### [Work to do]
[1] List every term in the passage on Chabad messianism that is followed by a gloss in square brackets, along with its gloss.
[2] Reproduce the entire point-lookup listing below, requests included, and shift each answer coordinate by adding 142 to every number in it.

### [Source extract]
::::::::::

770 is the makom ha’Mikdash and as such, every chassid must be oleh regel [a pilgrim] to this place from which we draw encouragement, consolation, chayus and emuna [faith], as well as yearning for the revelation of the Rebbe MH”M [Melech ha-Moshiach]. This is aside from the emuna and feeling that the Rebbe is right there in 770, giving life to all those who enter, and that 770 is where the Rebbe MH”M will be revealed first, as the Rebbe himself said...” (from "The House of Cedars", Bais Moshiach, 2003, p.9)
Jewish historian Professor David Berger has analyzed Chabad beliefs and has dubbed their teachers "elokistim" for declaring that their Rebbe is equal with G-d: "he controls everything and is all-powerful and thus is impossible to hide from..." as well as being all-knowing, able to answer prayer, and in control of the world. (Go here for documentation.) Berger has called for Chabadniks to be expelled from the Jewish community to the same degree that Jewish disciples of Yeshua have been excluded, and for the same reasons.
The call was avoided by the Torah community for a few years, but now it is beginning to split the rabbinic world. The Wikipedia entry on Chabad Messianism chronicles the wide-ranging controversy, both in Israel and abroad. At one extreme is the Rabbinical Council of America (RCA), an orthodox group associated with Yeshiva University, which issued a statement declaring Chabad believers in Schneerson as messiah to be outside the Jewish consensus. They went so far as to require RCA members to disavow belief in a resurrected Messiah, which denies centuries of rabbinic commentary. At the other extreme are hareidi rabbis in Israel who in 2007 were willing to accept the conversion of a man who openly confessed Shneerson as messiah. They were supported by Israel's Sephardi Chief Rabbi Shlomo Amar.
Meanwhile, Chabad rabbis continue to go on record proclaiming their Rebbe as King Messiah, and in some cases nothing less than G-d, citing rabbinic sources for support. Even those Chabadniks who are uncomfortable with the G-d-like qualities attributed to Shneerson are unwilling to declare a cherem against their colleagues. As we saw above, they are very evangelical as well - on a mission "to tell everyone" (Jews and Gentiles) to accept their Rebbe as the actual (not potential) Messiah.

::::::::::

### [Entries]
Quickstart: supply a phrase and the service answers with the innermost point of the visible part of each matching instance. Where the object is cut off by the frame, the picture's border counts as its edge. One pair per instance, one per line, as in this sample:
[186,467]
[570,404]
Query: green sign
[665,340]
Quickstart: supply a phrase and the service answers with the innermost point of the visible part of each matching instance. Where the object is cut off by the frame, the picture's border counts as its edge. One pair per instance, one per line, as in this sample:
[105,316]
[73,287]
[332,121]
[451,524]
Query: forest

::::::::::

### [Solutions to the problems]
[1]
oleh regel: a pilgrim
emuna: faith
MH”M: Melech ha-Moshiach

[2]
Quickstart: supply a phrase and the service answers with the innermost point of the visible part of each matching instance. Where the object is cut off by the frame, the picture's border counts as its edge. One pair per instance, one per line, as in this sample:
[186,467]
[570,404]
Query: green sign
[807,482]
Quickstart: supply a phrase and the service answers with the innermost point of the visible part of each matching instance. Where the object is cut off by the frame, the picture's border counts as its edge. One pair per instance, one per line, as in this sample:
[105,316]
[73,287]
[332,121]
[451,524]
Query: forest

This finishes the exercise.